## begin Record excerpts
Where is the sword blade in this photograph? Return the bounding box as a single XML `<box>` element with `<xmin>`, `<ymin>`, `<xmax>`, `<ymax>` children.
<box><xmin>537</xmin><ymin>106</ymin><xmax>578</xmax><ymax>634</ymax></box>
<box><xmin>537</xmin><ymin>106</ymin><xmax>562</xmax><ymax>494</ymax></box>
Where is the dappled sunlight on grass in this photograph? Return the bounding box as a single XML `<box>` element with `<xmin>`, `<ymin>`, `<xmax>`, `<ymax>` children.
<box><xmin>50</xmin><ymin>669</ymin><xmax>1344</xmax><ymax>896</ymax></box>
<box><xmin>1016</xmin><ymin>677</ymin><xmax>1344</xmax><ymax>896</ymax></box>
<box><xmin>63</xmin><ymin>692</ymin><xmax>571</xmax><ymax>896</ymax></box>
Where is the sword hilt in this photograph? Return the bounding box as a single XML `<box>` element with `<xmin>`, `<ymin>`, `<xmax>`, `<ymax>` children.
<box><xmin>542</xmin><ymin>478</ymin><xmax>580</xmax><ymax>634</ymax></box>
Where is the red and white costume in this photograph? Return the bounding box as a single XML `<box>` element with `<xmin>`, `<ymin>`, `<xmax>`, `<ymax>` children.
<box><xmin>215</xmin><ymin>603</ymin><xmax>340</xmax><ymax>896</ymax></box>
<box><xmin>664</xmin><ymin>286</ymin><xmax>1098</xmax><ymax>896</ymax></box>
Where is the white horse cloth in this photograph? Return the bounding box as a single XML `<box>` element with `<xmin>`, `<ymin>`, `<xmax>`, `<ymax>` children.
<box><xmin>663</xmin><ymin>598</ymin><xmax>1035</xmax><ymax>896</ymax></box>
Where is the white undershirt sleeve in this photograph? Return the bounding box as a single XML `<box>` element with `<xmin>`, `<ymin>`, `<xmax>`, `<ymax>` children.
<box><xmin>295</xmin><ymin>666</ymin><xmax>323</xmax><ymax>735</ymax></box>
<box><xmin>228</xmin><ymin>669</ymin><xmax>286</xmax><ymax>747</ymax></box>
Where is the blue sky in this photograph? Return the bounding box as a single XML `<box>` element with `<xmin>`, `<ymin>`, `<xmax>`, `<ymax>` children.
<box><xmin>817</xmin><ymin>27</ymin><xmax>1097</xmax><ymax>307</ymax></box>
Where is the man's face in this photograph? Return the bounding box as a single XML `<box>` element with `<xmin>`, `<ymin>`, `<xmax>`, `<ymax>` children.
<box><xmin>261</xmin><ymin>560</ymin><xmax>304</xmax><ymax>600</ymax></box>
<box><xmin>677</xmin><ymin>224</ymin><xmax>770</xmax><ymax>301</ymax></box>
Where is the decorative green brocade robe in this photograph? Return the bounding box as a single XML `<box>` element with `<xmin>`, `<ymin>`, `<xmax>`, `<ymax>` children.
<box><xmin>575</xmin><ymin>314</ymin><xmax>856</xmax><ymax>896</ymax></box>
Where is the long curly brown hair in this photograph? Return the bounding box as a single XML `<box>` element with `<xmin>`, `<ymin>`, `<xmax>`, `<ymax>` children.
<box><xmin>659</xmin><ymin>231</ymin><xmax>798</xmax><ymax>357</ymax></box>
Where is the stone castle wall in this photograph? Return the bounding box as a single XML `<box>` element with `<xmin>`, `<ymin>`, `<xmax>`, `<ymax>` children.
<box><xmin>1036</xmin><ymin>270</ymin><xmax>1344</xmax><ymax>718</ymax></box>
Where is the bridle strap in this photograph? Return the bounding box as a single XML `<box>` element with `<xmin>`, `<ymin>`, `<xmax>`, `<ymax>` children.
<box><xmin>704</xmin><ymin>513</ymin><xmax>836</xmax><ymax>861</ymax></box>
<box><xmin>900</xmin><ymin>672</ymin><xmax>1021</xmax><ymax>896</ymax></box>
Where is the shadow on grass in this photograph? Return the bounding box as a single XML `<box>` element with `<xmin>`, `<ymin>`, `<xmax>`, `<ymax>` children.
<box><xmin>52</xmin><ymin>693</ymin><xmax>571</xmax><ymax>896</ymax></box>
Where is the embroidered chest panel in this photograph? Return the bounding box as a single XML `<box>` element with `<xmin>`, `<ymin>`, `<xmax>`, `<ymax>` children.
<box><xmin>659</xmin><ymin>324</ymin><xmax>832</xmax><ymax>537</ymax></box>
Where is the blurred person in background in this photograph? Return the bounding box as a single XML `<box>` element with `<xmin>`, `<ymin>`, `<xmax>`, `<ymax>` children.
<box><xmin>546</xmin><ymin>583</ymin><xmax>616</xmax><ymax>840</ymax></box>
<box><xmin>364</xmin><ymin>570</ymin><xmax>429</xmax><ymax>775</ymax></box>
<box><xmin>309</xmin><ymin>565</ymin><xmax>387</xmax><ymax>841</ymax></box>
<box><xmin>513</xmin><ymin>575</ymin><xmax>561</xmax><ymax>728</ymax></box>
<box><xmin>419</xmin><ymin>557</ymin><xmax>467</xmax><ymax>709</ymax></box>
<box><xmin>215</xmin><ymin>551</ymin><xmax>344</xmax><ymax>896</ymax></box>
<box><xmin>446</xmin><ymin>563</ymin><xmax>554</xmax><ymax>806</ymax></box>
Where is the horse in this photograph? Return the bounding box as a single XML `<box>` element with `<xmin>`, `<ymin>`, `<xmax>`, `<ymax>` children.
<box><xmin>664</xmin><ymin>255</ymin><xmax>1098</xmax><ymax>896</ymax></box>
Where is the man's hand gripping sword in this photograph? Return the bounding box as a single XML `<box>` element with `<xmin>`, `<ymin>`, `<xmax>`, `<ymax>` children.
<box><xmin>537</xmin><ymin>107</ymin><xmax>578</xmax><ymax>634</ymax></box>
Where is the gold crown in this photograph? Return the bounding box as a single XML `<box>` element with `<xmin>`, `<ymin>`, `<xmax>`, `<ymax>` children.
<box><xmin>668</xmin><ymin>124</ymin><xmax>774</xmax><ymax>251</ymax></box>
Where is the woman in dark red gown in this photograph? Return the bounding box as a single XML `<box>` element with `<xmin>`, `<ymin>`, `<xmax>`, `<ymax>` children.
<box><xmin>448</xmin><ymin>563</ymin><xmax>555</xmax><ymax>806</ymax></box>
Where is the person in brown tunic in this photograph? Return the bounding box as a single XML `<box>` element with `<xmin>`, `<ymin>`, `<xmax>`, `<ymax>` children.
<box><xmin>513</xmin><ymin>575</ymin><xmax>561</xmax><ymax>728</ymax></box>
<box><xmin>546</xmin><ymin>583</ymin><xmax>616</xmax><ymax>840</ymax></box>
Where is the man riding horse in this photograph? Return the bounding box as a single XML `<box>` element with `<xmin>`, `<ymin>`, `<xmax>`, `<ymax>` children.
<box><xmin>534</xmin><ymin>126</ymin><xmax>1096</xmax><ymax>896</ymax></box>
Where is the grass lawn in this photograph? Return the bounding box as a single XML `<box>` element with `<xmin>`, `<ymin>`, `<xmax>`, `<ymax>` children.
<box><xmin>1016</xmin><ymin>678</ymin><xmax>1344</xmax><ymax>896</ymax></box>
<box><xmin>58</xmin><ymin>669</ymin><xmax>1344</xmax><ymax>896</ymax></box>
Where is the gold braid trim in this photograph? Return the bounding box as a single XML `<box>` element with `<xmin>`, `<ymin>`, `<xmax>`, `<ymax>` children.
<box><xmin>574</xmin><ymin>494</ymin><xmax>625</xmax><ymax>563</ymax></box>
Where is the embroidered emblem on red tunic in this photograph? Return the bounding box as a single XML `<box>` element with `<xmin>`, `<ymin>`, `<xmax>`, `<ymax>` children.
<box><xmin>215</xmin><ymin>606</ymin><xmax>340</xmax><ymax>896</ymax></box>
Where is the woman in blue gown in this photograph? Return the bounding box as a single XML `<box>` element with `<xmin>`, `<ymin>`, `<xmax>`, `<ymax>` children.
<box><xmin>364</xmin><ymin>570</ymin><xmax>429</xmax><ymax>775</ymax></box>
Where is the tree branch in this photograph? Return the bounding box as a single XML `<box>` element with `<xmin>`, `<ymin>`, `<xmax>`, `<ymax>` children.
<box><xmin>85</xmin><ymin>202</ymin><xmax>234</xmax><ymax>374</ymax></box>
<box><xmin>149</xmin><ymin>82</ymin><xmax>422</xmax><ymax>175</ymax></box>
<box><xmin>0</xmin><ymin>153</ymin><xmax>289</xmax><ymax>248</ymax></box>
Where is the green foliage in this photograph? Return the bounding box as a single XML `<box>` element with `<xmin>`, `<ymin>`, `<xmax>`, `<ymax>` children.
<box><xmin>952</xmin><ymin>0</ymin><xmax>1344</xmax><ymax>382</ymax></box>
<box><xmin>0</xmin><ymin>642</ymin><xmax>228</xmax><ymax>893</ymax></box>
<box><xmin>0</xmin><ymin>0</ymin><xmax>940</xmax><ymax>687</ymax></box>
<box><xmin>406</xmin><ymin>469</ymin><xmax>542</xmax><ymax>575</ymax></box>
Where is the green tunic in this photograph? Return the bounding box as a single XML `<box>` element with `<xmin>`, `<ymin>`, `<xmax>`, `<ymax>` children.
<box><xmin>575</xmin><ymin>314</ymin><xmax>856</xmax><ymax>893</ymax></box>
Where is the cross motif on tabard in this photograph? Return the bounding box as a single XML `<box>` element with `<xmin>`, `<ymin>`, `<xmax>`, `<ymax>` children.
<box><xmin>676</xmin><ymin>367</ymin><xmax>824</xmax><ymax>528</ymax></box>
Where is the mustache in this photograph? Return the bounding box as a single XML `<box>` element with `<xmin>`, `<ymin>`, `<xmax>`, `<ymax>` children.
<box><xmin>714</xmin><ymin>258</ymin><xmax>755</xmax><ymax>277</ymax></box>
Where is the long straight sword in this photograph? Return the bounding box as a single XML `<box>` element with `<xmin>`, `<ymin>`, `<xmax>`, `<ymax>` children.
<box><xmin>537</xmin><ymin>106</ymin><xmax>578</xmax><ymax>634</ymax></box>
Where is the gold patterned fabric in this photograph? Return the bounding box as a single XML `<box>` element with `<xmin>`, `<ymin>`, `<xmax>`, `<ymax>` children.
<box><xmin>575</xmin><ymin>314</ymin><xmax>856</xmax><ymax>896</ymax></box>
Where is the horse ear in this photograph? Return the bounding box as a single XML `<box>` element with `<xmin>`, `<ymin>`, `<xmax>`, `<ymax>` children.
## end Record excerpts
§ What this task involves
Identify every line in the listing above that contains the word "brown", and copy each one. Case counts.

§ Response to the exercise
Where is the long curly brown hair in this photograph? Return the bounding box as a single XML `<box>` element with `<xmin>`, `<ymin>`, `<xmax>`, `<ymax>` children.
Where is the person in brown tunic in this photograph? Return the bounding box as a single XML `<box>` element with `<xmin>`, `<ymin>`, `<xmax>`, `<ymax>` children.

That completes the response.